▶ READING PASSAGE:
※ ※ ※

Other Frank Lloyd Wright houses considered to be masterpieces of the late Prairie Period (1907–1909) are the Frederick
Robie House in Chicago and the Avery and Queene Coonley
House in Riverside. The Robie House, with its soaring, cantilevered roof
lines, supported by a foot ( m)-long channel of steel, is the most dramatic. Its living and dining areas form
virtually one uninterrupted space. This building had a profound influence on young European architects after World War I and is sometimes called the "cornerstone of modernism." Wright's work, however, was not known to
European architects until the publication of the Wasmuth Portfolio 1910-1911.
Europe and personal troubles
Local gossips noticed Wright's flirtations and he developed a reputation in Oak Park as a man-about-town. His large family had
grown to six children and the brood required most of Catherine's attention. In 1904, Wright designed a house for Edwin Cheney, a
neighbor in Oak Park, and immediately took a liking to Cheney's wife, Mamah Borthwick
Cheney. Mamah Cheney was a modern woman with interests outside the home. She was an early feminist and Wright viewed her
as his intellectual equal. The two fell in love, even though Wright had been married for almost 20 years. Often the two could be
seen taking rides in Wright's automobile through Oak Park, and they became the talk of the town. Wright's wife, Kitty,sure that
this attachment would fade as the others had, refused to grant him a divorce. Neither would Edwin Cheney grant one to Mamah. In
1909, even before the Robie House was actually completed, Wright and Mamah Cheney eloped to
Europe; abandoning their own spouses and children. The scandal that erupted virtually destroyed Wright's ability to practice
architecture in the United States.
Architectural historians have speculated on why Wright decided to turn his life upside-down. Scholars argue that he felt by
1907-8 that he had done every thing he could do with the Prairie Style, particularly from the standpoint of the one-family house.
Wright was not getting larger commissions for commercial or public buildings, which frustrated him as it would any highly skilled
architect.

※ ※ ※

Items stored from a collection
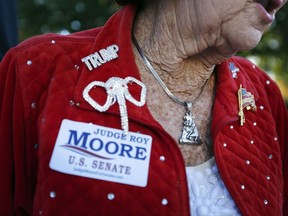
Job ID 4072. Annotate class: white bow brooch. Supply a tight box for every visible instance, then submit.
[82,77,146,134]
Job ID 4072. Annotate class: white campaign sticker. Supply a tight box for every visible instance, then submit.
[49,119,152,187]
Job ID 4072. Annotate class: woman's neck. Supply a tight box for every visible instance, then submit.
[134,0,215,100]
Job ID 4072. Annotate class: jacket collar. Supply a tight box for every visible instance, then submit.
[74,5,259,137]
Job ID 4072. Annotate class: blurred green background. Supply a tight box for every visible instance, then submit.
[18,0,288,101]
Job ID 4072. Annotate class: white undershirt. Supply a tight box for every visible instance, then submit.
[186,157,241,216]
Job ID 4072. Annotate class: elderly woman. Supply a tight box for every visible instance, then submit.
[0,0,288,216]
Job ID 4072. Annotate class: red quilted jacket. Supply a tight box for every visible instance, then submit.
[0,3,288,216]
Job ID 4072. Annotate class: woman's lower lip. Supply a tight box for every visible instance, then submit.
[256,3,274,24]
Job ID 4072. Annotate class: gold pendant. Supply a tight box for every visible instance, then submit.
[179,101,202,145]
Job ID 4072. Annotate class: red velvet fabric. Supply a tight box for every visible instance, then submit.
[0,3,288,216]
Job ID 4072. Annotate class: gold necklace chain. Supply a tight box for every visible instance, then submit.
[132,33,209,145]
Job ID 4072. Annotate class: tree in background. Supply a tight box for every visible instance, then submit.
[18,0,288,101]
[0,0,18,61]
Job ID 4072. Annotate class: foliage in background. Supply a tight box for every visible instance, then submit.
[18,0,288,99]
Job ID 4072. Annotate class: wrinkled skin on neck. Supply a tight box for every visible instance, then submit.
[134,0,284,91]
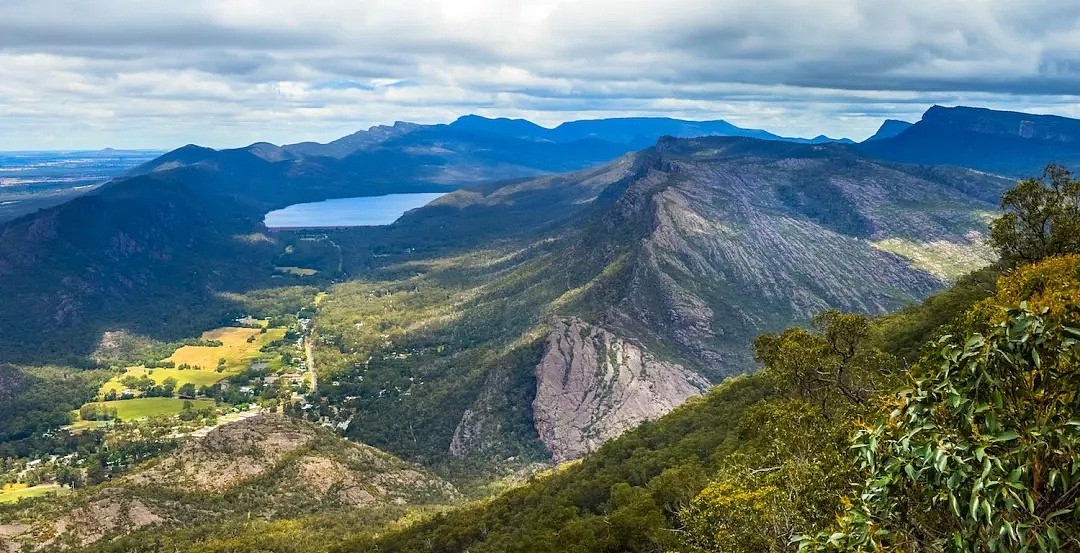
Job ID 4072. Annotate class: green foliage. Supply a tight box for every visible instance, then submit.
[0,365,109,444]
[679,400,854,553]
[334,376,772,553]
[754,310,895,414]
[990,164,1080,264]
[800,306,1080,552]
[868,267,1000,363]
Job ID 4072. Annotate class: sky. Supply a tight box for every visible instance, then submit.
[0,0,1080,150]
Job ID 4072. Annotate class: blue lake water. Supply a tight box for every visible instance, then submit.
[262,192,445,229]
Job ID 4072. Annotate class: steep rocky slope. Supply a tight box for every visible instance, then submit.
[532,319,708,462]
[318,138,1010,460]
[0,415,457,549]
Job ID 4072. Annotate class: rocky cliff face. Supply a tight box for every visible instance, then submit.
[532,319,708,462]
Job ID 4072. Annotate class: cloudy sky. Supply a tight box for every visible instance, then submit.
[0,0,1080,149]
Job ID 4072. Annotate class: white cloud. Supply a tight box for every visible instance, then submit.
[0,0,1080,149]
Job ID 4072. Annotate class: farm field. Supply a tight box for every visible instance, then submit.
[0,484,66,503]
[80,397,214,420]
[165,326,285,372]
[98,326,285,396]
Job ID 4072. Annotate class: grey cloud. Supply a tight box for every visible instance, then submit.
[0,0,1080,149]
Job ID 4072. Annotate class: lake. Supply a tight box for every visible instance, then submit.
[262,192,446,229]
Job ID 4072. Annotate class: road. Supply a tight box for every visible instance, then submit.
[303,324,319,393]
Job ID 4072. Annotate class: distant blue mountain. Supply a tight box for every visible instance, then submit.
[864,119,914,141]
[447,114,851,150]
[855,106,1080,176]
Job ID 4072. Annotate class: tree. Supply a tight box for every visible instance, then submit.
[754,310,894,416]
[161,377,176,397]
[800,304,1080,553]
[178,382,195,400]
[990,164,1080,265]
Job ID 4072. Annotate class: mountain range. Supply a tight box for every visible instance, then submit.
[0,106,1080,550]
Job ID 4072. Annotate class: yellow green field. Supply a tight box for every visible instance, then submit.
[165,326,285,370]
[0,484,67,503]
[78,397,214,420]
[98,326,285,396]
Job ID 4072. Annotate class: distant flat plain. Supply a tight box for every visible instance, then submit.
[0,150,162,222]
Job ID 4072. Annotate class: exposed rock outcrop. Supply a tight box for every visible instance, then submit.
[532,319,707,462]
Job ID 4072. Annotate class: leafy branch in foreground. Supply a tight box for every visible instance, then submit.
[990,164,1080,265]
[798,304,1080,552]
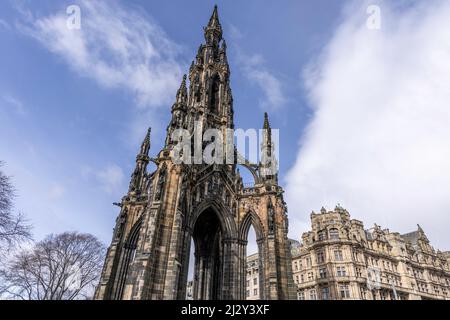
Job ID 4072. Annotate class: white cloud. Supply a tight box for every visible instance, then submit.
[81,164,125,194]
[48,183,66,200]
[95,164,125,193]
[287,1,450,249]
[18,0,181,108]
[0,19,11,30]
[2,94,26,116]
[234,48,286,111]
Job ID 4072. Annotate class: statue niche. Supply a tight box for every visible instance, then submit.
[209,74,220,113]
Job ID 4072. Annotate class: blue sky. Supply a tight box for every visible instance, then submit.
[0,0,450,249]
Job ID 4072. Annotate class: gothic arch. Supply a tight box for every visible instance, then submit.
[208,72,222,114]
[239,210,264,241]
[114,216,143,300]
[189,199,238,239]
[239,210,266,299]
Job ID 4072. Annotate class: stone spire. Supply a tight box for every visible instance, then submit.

※ ※ ※

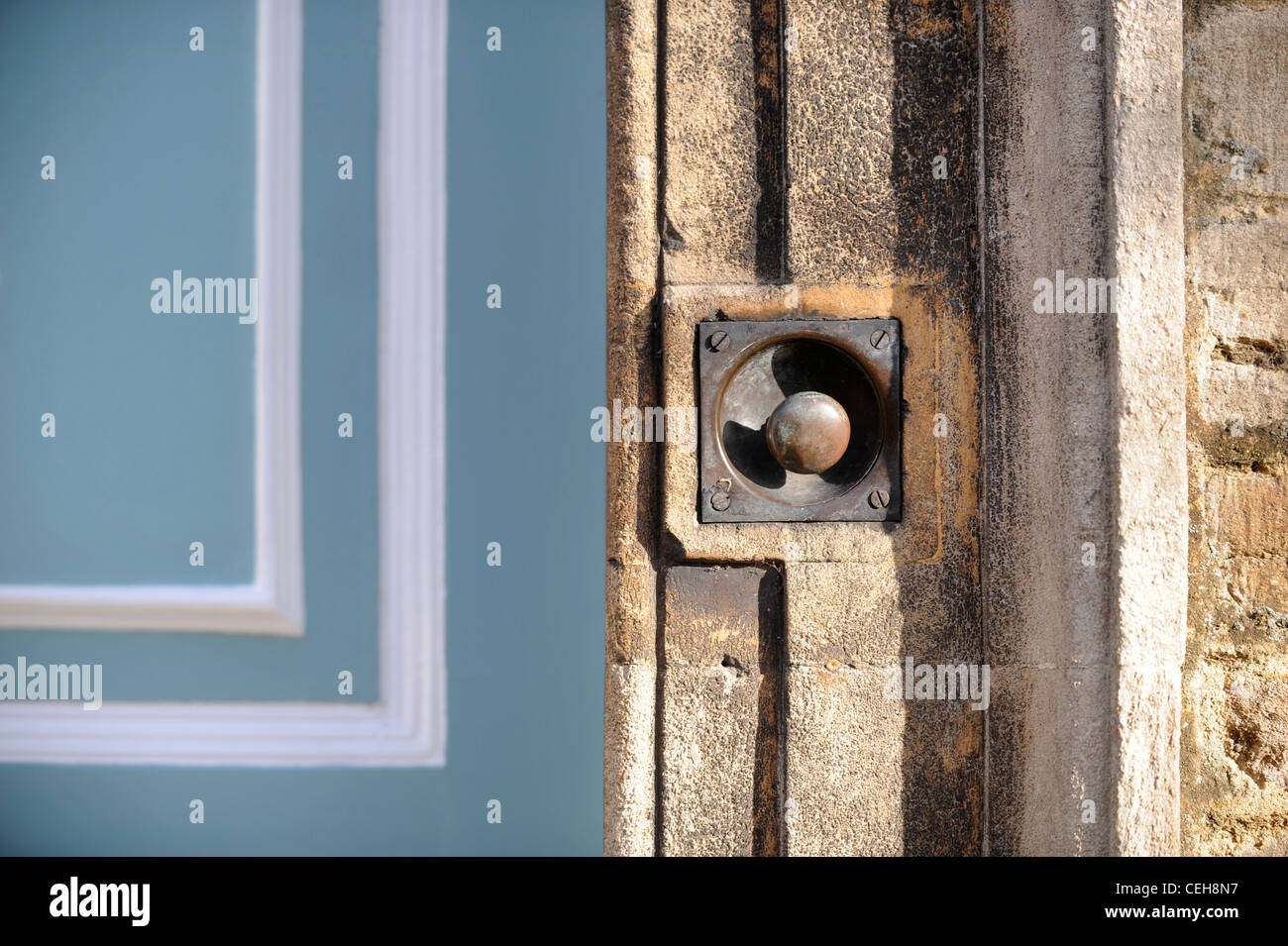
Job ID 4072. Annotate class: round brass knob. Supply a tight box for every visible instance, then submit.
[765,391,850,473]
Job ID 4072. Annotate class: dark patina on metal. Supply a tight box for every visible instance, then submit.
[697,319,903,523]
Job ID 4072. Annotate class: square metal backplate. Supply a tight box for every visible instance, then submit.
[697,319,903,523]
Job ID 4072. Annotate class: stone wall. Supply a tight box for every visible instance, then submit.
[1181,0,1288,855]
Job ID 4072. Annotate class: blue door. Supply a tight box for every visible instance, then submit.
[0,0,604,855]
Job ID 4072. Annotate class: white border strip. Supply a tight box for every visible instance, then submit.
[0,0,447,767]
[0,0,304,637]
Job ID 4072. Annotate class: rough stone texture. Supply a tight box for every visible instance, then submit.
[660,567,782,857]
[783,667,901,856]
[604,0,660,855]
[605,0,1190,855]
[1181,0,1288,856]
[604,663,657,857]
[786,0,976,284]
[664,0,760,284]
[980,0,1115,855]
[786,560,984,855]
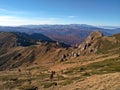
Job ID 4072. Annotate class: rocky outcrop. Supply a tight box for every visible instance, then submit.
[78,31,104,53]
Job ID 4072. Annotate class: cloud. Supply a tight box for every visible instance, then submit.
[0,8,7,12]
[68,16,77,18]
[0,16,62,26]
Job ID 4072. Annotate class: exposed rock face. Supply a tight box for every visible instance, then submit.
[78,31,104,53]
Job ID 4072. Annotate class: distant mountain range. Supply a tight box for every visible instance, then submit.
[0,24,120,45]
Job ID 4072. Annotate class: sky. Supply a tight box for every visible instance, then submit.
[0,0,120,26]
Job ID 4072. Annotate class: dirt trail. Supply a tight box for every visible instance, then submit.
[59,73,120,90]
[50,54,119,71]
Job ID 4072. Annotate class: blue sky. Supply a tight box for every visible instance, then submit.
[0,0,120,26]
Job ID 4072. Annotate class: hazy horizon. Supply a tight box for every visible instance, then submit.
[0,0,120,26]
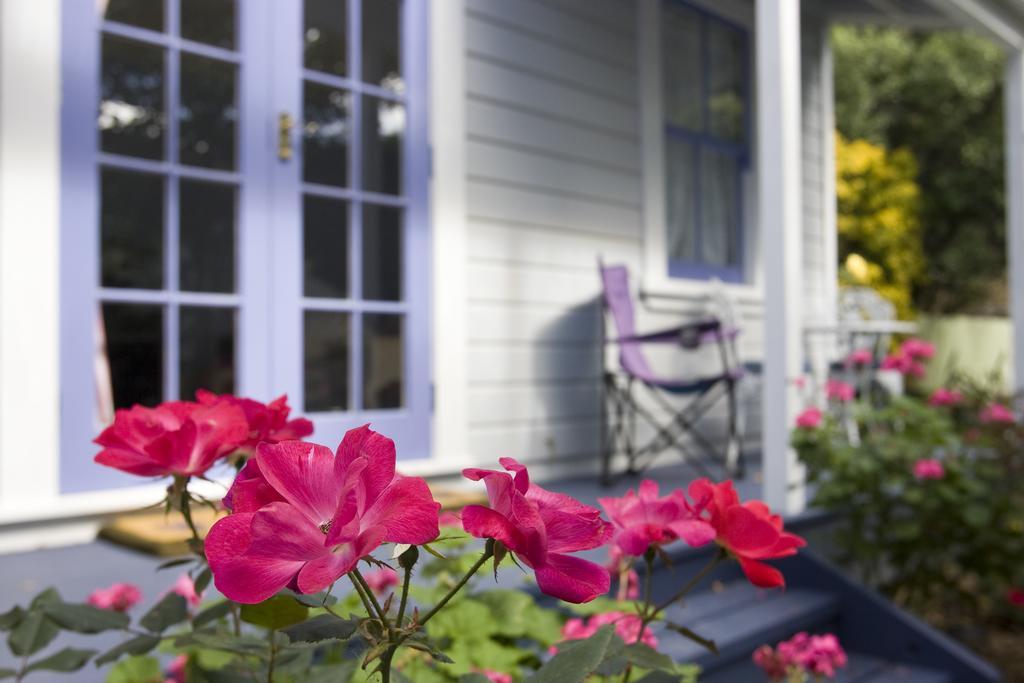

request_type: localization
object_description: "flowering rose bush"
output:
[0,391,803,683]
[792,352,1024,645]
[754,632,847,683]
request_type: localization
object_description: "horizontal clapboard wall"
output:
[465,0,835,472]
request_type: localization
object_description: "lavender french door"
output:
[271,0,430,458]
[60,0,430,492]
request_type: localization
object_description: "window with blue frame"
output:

※ ※ ※

▶ GIVEN EXERCISE 1: Lay out the record lines between the line holding "Job ID 4072. Annotate class: distant flat" and the line holding "[532,319,707,462]", inclusive, as a Markdown table with the columns Number and Record line, one row per line.
▶ GIVEN EXERCISE 2: Proceed with the passage on Frank Lloyd Wright's career and personal troubles, picking up right after its final sentence.

▶ EXERCISE ANSWER 1:
| Number | Record line |
|---|---|
| 1 | Job ID 4072. Annotate class: distant flat plain. Supply a tight box for every visible instance, then submit. |
| 2 | [0,150,162,222] |
| 3 | Job ID 4072. Annotate class: exposed rock outcrop. Supply a tight box for every visible instance, then submit. |
| 4 | [532,319,707,462] |

▶ EXERCISE ANSWER 2:
Wright and Mamah Cheney traveled extensively throughout Europe. In 1910, during a stop in Berlin, Wright, with virtually all of his drawings, visited the publishing house of Ernst Wasmuth, who had agreed
to publish his work there. In two volumes, the Wasmuth Portfolio was thus published,
and created the first major exposure of Wright's work in Europe. The later Bauhaus movement's
founders claimed to have been inspired by these books.
Wright remained in Europe for one year (though Mamah Cheney returned to the United States a few times) and set up home in
Fiesole, Italy. During this time, Edwin Cheney granted her a divorce, though Kitty again refused
to grant one to her husband. After Wright's return to the United States in late 1910, Wright persuaded his mother to purchase
land for him in Spring Green, Wisconsin. The land, purchased on April 10, 1911, was adjacent to land held by his mother's family, the
Lloyd-Joneses. Wright began to build himself a new home, which he called Taliesin, by
May of 1911.
More personal turmoil
On August 15, 1914, while Wright was in Chicago completing a
large project, Midway Gardens, Julian Carlton, a male servant whom he had hired several months
earlier, set fire to the living quarters of Taliesin and murdered seven people with an axe as the fire burned. The dead were:
Mamah; her two children, John and Martha; a gardener; a draftsman; a workman; and the workman’s son. Two people survived the
mayhem, one of whom helped to put out the fire that almost completely consumed the residential wing of the house.
In 1922, Wright's first wife granted him a divorce, and the architect was required to wait for one year until he married his
then-partner, Maude "Miriam" Noel. In 1923, Wright's mother, Anna (Lloyd Jones) Wright, died. Wright wed Miriam Noel in November
1923, but her addiction to morphine led to the failure of the marriage in less than one year.
In 1924, after the separation, but while still married, Wright met Olga (Olgivanna) Lazovich Hinzenburg, at a Petrograd Ballet performance in Chicago. They moved in together at Taliesin in 1925, followed soon after by
Olgivanna's pregnancy with their daughter, Iovanna (born December 2, 1925).
On April 22, 1925, another fire destroyed the living quarters of Taliesin. This appears to
have been the result of a faulty electrical system.[1]
Wright rebuilt the living quarters again, naming the home "Taliesin III".
In 1926, Olga's ex-husband, Vlademar Hinzenburg, sought custody of his daughter, Svetlana. In Minnetonka, Minnesota, Wright and Olgivanna were accused of violating the Mann Act and arrested in October 1926 (the charges were later dropped).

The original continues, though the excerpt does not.